REQUIRED TASK>
Which lines of the records contain the string "standing"? Return each such line in full, treating case as significant.

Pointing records
┌────────

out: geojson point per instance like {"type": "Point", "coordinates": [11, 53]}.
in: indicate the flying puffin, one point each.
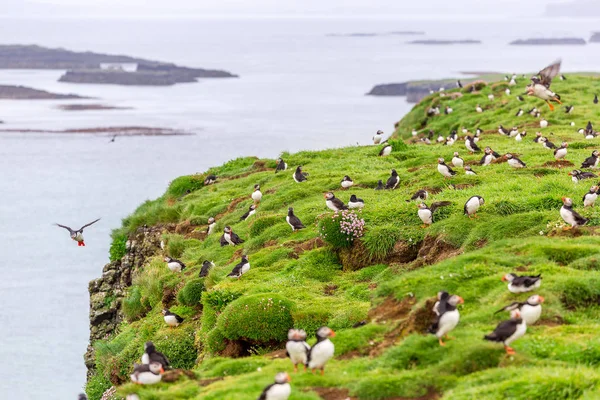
{"type": "Point", "coordinates": [240, 269]}
{"type": "Point", "coordinates": [257, 194]}
{"type": "Point", "coordinates": [426, 213]}
{"type": "Point", "coordinates": [174, 265]}
{"type": "Point", "coordinates": [280, 390]}
{"type": "Point", "coordinates": [457, 161]}
{"type": "Point", "coordinates": [171, 319]}
{"type": "Point", "coordinates": [296, 348]}
{"type": "Point", "coordinates": [393, 180]}
{"type": "Point", "coordinates": [293, 221]}
{"type": "Point", "coordinates": [355, 202]}
{"type": "Point", "coordinates": [230, 238]}
{"type": "Point", "coordinates": [445, 170]}
{"type": "Point", "coordinates": [300, 176]}
{"type": "Point", "coordinates": [531, 310]}
{"type": "Point", "coordinates": [561, 152]}
{"type": "Point", "coordinates": [508, 331]}
{"type": "Point", "coordinates": [514, 161]}
{"type": "Point", "coordinates": [522, 284]}
{"type": "Point", "coordinates": [591, 161]}
{"type": "Point", "coordinates": [540, 85]}
{"type": "Point", "coordinates": [472, 205]}
{"type": "Point", "coordinates": [151, 355]}
{"type": "Point", "coordinates": [322, 351]}
{"type": "Point", "coordinates": [281, 165]}
{"type": "Point", "coordinates": [569, 215]}
{"type": "Point", "coordinates": [447, 315]}
{"type": "Point", "coordinates": [590, 197]}
{"type": "Point", "coordinates": [147, 374]}
{"type": "Point", "coordinates": [77, 235]}
{"type": "Point", "coordinates": [251, 211]}
{"type": "Point", "coordinates": [333, 203]}
{"type": "Point", "coordinates": [206, 266]}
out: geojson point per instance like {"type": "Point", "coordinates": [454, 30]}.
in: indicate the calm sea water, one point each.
{"type": "Point", "coordinates": [298, 90]}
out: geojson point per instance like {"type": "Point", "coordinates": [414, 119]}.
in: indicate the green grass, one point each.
{"type": "Point", "coordinates": [518, 229]}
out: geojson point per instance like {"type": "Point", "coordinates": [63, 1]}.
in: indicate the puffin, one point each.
{"type": "Point", "coordinates": [426, 213]}
{"type": "Point", "coordinates": [569, 215]}
{"type": "Point", "coordinates": [531, 310]}
{"type": "Point", "coordinates": [77, 235]}
{"type": "Point", "coordinates": [561, 152]}
{"type": "Point", "coordinates": [590, 197]}
{"type": "Point", "coordinates": [540, 85]}
{"type": "Point", "coordinates": [445, 170]}
{"type": "Point", "coordinates": [171, 319]}
{"type": "Point", "coordinates": [322, 351]}
{"type": "Point", "coordinates": [174, 265]}
{"type": "Point", "coordinates": [206, 266]}
{"type": "Point", "coordinates": [393, 180]}
{"type": "Point", "coordinates": [296, 348]}
{"type": "Point", "coordinates": [508, 331]}
{"type": "Point", "coordinates": [447, 315]}
{"type": "Point", "coordinates": [591, 161]}
{"type": "Point", "coordinates": [300, 176]}
{"type": "Point", "coordinates": [230, 238]}
{"type": "Point", "coordinates": [280, 390]}
{"type": "Point", "coordinates": [151, 355]}
{"type": "Point", "coordinates": [281, 165]}
{"type": "Point", "coordinates": [472, 205]}
{"type": "Point", "coordinates": [293, 221]}
{"type": "Point", "coordinates": [257, 194]}
{"type": "Point", "coordinates": [355, 202]}
{"type": "Point", "coordinates": [333, 203]}
{"type": "Point", "coordinates": [147, 374]}
{"type": "Point", "coordinates": [251, 211]}
{"type": "Point", "coordinates": [346, 182]}
{"type": "Point", "coordinates": [378, 137]}
{"type": "Point", "coordinates": [522, 284]}
{"type": "Point", "coordinates": [240, 269]}
{"type": "Point", "coordinates": [457, 161]}
{"type": "Point", "coordinates": [514, 161]}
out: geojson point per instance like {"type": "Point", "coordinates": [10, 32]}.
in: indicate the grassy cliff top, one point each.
{"type": "Point", "coordinates": [387, 278]}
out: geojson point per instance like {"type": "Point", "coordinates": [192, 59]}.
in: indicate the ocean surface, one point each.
{"type": "Point", "coordinates": [299, 89]}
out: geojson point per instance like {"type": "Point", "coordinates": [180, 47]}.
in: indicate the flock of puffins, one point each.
{"type": "Point", "coordinates": [153, 363]}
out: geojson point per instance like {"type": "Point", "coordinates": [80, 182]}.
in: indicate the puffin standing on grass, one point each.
{"type": "Point", "coordinates": [77, 235]}
{"type": "Point", "coordinates": [322, 351]}
{"type": "Point", "coordinates": [508, 331]}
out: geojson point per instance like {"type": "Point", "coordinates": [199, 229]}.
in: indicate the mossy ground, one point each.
{"type": "Point", "coordinates": [294, 280]}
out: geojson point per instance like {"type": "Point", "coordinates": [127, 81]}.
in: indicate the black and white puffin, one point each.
{"type": "Point", "coordinates": [508, 331]}
{"type": "Point", "coordinates": [230, 238]}
{"type": "Point", "coordinates": [240, 269]}
{"type": "Point", "coordinates": [206, 266]}
{"type": "Point", "coordinates": [174, 265]}
{"type": "Point", "coordinates": [333, 203]}
{"type": "Point", "coordinates": [293, 221]}
{"type": "Point", "coordinates": [296, 348]}
{"type": "Point", "coordinates": [445, 170]}
{"type": "Point", "coordinates": [531, 310]}
{"type": "Point", "coordinates": [300, 176]}
{"type": "Point", "coordinates": [77, 235]}
{"type": "Point", "coordinates": [522, 284]}
{"type": "Point", "coordinates": [447, 315]}
{"type": "Point", "coordinates": [569, 215]}
{"type": "Point", "coordinates": [426, 213]}
{"type": "Point", "coordinates": [472, 205]}
{"type": "Point", "coordinates": [591, 161]}
{"type": "Point", "coordinates": [280, 390]}
{"type": "Point", "coordinates": [322, 351]}
{"type": "Point", "coordinates": [393, 180]}
{"type": "Point", "coordinates": [355, 202]}
{"type": "Point", "coordinates": [171, 319]}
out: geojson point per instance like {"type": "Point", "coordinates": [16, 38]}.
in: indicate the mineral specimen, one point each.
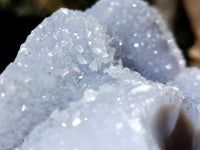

└────────

CORRECT OUTPUT>
in: indicate the puffin standing on grass, one point each.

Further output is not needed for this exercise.